** Entries shown **
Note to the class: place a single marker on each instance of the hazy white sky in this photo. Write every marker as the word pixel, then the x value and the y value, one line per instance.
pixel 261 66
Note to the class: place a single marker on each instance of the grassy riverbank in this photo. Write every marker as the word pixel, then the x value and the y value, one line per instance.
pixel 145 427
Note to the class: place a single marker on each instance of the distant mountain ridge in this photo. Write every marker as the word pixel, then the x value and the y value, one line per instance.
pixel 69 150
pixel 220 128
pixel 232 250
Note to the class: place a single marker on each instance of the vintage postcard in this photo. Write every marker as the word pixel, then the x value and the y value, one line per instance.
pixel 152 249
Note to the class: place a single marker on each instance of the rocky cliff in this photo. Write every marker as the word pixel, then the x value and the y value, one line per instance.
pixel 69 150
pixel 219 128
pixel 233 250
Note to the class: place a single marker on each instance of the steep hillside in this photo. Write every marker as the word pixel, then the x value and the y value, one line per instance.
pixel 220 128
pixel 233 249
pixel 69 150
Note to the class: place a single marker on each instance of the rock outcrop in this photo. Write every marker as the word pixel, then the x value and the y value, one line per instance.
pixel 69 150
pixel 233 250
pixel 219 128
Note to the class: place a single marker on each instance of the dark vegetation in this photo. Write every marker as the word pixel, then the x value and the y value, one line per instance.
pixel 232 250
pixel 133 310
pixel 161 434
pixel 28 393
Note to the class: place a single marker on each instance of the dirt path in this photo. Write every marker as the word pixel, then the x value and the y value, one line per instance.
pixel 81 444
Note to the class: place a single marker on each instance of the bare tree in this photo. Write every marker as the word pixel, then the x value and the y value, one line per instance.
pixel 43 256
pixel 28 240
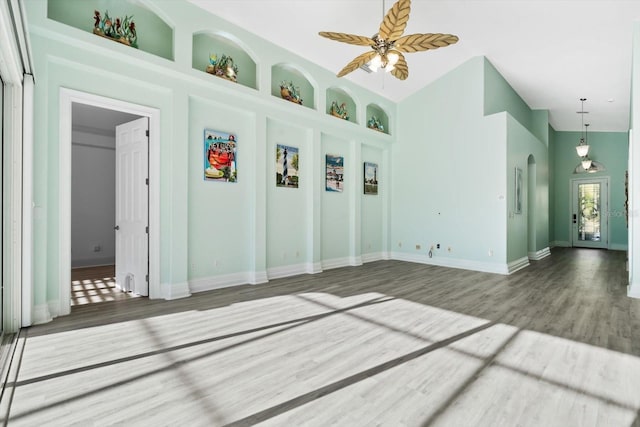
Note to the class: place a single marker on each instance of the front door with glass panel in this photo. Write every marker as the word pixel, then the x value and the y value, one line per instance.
pixel 589 213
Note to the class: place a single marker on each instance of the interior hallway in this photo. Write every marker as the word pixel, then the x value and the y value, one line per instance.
pixel 91 285
pixel 388 343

** Requirement **
Rewrite the rows as a JSON list of strings with one string per line and blank lines omitted. Begin at the line that contains "of the front" and stop after the last row.

** In response **
[
  "Note to the class: place a single marker on each instance of the front door with glass panel in this photo. Write every marker as the word pixel, then the x value and the y value, one line per instance.",
  "pixel 589 213",
  "Note to the class: place a single marker on each instance of the interior hallway in this photo. Write every marker as the word pixel, then the x value and the y value, one line per instance.",
  "pixel 91 285",
  "pixel 388 343"
]